START SUPPLIED ENTRIES

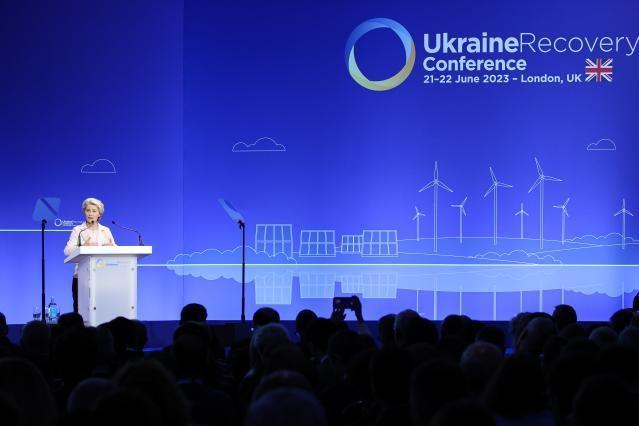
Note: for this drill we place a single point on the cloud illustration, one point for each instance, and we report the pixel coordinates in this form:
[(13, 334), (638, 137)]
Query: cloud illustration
[(602, 145), (519, 256), (101, 165), (212, 264), (264, 144)]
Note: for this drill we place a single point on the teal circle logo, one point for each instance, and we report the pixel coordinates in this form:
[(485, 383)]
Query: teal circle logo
[(409, 50)]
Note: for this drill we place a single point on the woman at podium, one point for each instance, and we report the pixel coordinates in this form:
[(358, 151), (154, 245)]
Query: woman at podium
[(89, 233)]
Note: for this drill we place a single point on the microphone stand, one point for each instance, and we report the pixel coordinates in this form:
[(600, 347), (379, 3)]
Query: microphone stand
[(43, 225), (242, 226), (140, 242)]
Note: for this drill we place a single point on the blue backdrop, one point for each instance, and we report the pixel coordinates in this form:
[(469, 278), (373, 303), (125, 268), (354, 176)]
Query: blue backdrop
[(159, 109)]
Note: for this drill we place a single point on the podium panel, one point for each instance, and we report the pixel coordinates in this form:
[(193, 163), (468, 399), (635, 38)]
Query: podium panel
[(107, 288), (107, 282)]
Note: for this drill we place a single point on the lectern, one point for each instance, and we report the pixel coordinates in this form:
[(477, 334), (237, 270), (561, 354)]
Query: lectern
[(107, 281)]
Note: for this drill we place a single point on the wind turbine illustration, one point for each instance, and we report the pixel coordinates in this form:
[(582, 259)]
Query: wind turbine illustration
[(435, 184), (493, 188), (564, 215), (418, 214), (623, 212), (462, 211), (521, 213), (540, 183)]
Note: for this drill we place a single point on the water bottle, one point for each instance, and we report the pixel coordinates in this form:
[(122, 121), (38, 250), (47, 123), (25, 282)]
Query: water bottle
[(53, 312)]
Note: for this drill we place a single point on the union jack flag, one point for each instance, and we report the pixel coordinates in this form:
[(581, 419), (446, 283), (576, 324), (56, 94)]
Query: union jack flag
[(598, 69)]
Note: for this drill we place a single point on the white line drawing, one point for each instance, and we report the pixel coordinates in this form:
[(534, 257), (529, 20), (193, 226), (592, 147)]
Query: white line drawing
[(493, 189), (602, 145), (623, 212), (418, 214), (521, 213), (264, 144), (274, 238), (462, 211), (379, 243), (540, 183), (435, 183), (564, 215), (99, 166), (317, 243)]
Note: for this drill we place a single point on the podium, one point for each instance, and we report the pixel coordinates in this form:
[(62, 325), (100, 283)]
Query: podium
[(107, 281)]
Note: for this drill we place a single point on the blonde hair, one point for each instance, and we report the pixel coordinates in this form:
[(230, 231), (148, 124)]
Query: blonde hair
[(94, 202)]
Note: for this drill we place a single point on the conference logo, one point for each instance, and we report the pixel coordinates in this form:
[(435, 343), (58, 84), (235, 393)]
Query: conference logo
[(409, 50)]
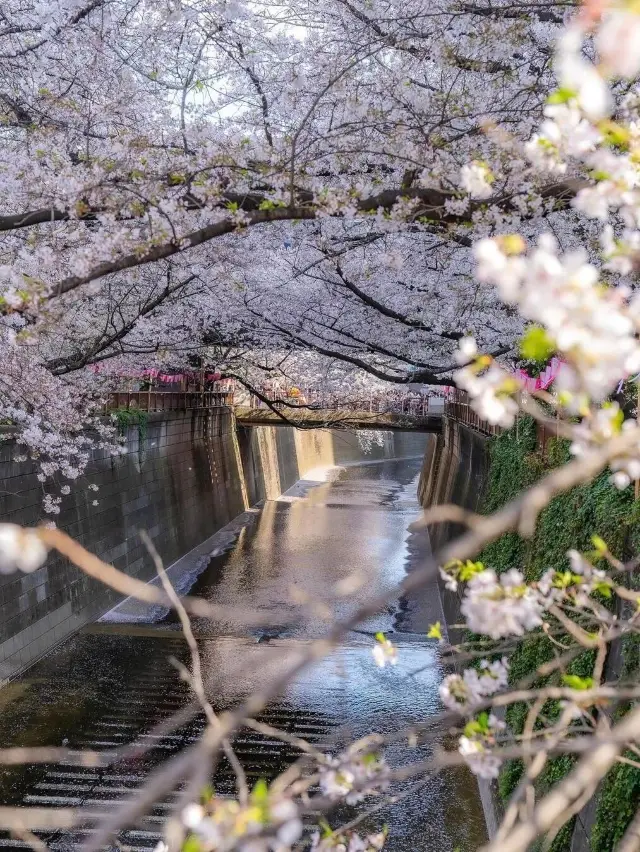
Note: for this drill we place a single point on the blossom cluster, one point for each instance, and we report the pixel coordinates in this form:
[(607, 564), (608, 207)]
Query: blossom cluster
[(477, 745), (353, 777), (348, 841), (463, 692), (501, 606), (262, 825), (20, 549)]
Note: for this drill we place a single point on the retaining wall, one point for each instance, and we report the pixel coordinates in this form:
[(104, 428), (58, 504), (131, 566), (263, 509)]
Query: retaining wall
[(182, 477)]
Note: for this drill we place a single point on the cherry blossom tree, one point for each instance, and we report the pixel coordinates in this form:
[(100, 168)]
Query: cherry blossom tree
[(393, 187)]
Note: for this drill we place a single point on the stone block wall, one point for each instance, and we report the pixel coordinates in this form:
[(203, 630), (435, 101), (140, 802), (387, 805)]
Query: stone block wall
[(182, 477), (178, 480)]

END SUPPLIED ENTRIES

* GIVEN EXERCISE:
Transcribe every line above verbatim, omitting the pictures.

* RESPONSE TO THIS EXERCISE:
Note: for this drill we place a single point on the cloud illustration, one point for each instance, and we report the pixel coordinates in this form:
[(13, 334), (638, 137)]
Query: cloud illustration
[(602, 145), (519, 256), (101, 165), (212, 264), (264, 144)]
Note: for this drill we place a single point on the teal circle logo, one point for each instance, and we report the pixel coordinates in this form:
[(485, 383)]
Query: teal circle logo
[(409, 50)]
Note: for this drill we place a single point on the woman at podium, one point for each instance, and we report the pixel coordinates in this form:
[(358, 151), (154, 245)]
Query: woman at podium
[(89, 233)]
Note: for this drill we place a single point on the microphone stand, one point for each instance, and we report the pixel coordinates in this form:
[(600, 347), (379, 3)]
Query: microphone stand
[(43, 225), (242, 226), (140, 242)]
Note: for this drill we place a single point on the blue backdrop, one point for each instance, and we report the pixel coordinates in this form:
[(469, 278), (373, 303), (125, 268), (354, 176)]
Query: blue backdrop
[(159, 109)]
Note: for this drill we place a single point on the podium panel, one point for each instance, and we report the pixel coordinates in this form:
[(193, 163), (468, 399), (635, 38)]
Query: podium panel
[(107, 288), (107, 282)]
Note: for this drill we place a single point on the lectern, one point for each instance, and we report the pixel coordinates in this form:
[(477, 334), (237, 270), (561, 354)]
Query: lectern
[(107, 281)]
Note: for this drill we place a single point on the wind turbine illustration, one point for each instance, and we report the pixel coordinates in this form:
[(582, 259)]
Query: wind turbine illustration
[(435, 184), (493, 188), (564, 215), (418, 214), (623, 212), (462, 211), (521, 213), (540, 183)]
Note: for this drill we place a single point on the water bottle, one point for each instance, and we report the pixel coordinates in this form:
[(122, 121), (38, 250), (47, 123), (25, 282)]
Query: water bottle
[(53, 312)]
Note: for this drill we place a single point on the union jack flag, one point for each instance, and we report the pixel coordinates in this form:
[(581, 419), (446, 283), (576, 324), (56, 94)]
Query: union jack flag
[(598, 69)]
Note: for this drill we place a single point on the white line drawing, one point for each instance, and we report the pixel coordinates in this form:
[(534, 257), (529, 20), (193, 226), (592, 147)]
Query: white line drawing
[(493, 189), (602, 145), (623, 212), (418, 214), (521, 213), (264, 144), (274, 238), (462, 211), (379, 243), (540, 183), (435, 183), (564, 215), (99, 166), (317, 243)]
Note: for this drill we place a single point on the podium, one point for each instance, and we report the pixel coordinates in this form:
[(62, 325), (100, 283)]
Query: podium
[(107, 281)]
Note: for this drill we place a single point on the blonde hair, one point for each instance, and we report the pixel coordinates in this form:
[(230, 231), (148, 124)]
Query: blonde hair
[(94, 202)]
Note: for this drill we place a single point on the conference logo, one point for each instance, and we report the pixel coordinates in this form:
[(435, 343), (58, 84), (235, 393)]
Query: conference logo
[(409, 50)]
Note: for this drill we place a single point on the blossom cluster, one point for each instance, and we report the pixel coordinates in this form:
[(607, 564), (608, 207)]
Query: blossom cluster
[(477, 745), (353, 777), (348, 841), (463, 692), (501, 606), (262, 825), (20, 549)]
Note: for this drill we place a single point on the retaining wall, one point for each instance, and we report the pixel coordinates in this form:
[(104, 428), (58, 504), (131, 566), (263, 509)]
Query: retaining wall
[(182, 477)]
Note: for this drill we place a single point on the cherry blossom tree, one point for each instance, and we report the pixel coordinates in this form:
[(100, 168)]
Query: cherry blossom tree
[(393, 187)]
Note: for this drill we place a single point on the stone block wall, one point for each instance, and we report the pixel coordinates in this form:
[(203, 630), (435, 101), (140, 802), (387, 805)]
Query: stone block wall
[(182, 477), (178, 480)]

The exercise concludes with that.